Victoria, series 3 episode 1 review: Victoria returns with poise, passion and higher stakes
As a slightly peculiar A-level student, I used to think there was nothing more exciting than the history of mid-Victorian Britain with its Great Reform Acts, its Corn Laws and its Chartism. My 16-year-old self would doubtless have been thrilled by this third series of Victoria (ITV) which began in 1848, The Year of Revolutions, of Chartism’s last gasp and the PIN for my Griffin Savers Account (told you I was odd).
The 40-year-old me was less enthralled, although Jenna Coleman’s performance as Victoria remained an admirably adept balancing act of poise and passion, and perhaps a shade more Not Amused than previously. Laurence Fox’s arrival as one of her nemeses, Lord Palmerston (a man who, urban myth in Lower 6th History had it, expired mid-roger on a billiard table), jazzed things up considerably.

=-=-=-=-=

### Problem to work on
In the review of the Victoria episode, which actor is named as playing Lord Palmerston?

### Information shown
=-=-=-=-=

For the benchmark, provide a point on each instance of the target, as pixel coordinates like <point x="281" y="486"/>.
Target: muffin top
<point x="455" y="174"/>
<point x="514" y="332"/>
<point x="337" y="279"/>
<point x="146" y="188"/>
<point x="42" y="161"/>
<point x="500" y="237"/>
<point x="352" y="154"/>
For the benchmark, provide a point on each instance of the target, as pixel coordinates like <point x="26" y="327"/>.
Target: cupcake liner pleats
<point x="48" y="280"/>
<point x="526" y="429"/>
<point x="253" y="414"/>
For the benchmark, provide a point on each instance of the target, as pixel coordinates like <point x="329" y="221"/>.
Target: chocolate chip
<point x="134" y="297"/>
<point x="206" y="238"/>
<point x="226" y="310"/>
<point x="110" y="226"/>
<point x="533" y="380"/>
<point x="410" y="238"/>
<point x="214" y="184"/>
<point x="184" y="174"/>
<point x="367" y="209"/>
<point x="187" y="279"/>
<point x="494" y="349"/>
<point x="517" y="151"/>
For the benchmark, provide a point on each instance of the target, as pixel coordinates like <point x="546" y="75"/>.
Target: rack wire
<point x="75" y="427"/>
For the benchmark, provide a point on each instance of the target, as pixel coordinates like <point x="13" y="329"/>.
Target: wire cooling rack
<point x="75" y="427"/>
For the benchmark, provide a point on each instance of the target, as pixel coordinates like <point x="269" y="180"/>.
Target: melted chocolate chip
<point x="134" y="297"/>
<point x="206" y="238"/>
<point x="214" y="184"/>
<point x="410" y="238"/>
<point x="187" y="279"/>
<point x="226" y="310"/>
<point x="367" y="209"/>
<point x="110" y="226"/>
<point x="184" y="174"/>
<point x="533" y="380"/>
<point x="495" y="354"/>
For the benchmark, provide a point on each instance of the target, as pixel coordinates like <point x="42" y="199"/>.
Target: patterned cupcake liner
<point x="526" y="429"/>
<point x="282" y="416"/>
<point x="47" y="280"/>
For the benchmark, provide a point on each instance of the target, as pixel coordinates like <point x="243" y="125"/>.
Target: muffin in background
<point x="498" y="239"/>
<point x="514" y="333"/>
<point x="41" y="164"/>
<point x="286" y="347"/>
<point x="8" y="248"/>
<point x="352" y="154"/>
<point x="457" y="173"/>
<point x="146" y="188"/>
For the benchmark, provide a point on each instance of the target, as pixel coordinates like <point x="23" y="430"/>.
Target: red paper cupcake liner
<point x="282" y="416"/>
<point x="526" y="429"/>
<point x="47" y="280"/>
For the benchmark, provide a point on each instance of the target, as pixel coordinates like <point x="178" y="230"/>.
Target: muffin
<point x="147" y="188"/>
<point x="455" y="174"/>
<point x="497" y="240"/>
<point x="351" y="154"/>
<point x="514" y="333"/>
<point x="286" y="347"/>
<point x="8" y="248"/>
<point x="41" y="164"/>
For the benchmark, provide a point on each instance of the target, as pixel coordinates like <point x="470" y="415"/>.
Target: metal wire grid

=-=-=-=-=

### Solution to the problem
Laurence Fox